> [Problem to solve] Copy out the listing below word for word, from its very start down through the line that contains "column 356, row 110", with both ends included.

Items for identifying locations
· · · · ·
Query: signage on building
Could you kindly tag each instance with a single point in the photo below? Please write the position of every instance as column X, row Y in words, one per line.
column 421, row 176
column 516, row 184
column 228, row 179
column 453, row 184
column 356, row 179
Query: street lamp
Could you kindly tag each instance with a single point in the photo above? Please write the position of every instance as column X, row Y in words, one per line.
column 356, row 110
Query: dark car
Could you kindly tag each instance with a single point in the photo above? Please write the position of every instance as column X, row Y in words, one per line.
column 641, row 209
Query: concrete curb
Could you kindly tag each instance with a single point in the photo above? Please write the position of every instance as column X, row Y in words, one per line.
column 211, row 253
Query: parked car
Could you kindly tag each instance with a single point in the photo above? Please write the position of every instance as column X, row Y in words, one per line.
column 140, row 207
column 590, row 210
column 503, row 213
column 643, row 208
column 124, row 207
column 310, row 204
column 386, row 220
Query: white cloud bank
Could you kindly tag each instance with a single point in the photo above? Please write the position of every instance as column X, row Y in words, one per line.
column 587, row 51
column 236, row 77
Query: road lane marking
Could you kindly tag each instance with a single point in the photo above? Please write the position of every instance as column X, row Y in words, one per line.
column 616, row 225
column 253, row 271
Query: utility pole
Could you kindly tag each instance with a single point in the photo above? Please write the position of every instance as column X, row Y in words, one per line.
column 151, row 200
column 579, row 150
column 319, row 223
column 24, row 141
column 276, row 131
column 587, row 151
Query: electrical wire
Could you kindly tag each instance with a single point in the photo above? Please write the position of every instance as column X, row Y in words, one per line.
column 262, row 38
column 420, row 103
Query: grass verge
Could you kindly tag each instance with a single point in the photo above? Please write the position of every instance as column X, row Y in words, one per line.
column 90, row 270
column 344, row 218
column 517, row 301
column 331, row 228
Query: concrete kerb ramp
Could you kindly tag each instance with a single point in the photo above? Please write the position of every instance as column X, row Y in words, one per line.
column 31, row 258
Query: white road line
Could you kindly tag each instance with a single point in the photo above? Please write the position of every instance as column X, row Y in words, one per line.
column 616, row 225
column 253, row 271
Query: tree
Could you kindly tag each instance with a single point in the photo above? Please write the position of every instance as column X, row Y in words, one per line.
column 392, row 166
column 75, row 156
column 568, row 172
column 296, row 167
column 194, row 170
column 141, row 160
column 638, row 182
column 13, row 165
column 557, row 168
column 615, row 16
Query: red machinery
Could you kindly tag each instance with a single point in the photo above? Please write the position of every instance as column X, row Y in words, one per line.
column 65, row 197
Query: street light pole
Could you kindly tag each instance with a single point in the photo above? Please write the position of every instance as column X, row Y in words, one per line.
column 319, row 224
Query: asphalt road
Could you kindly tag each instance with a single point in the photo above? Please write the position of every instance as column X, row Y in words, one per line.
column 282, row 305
· · · · ·
> [Solved exercise]
Query: signage on building
Could you kindly tag each instance with a single point in the photo below? Please write the position of every instance as column X, row Y in words, one per line.
column 421, row 176
column 516, row 184
column 228, row 179
column 453, row 184
column 356, row 179
Query: street lamp
Could you kindly tag each instance with a single point in the photo above? Please write the position of every instance as column X, row Y in words, one per line.
column 356, row 110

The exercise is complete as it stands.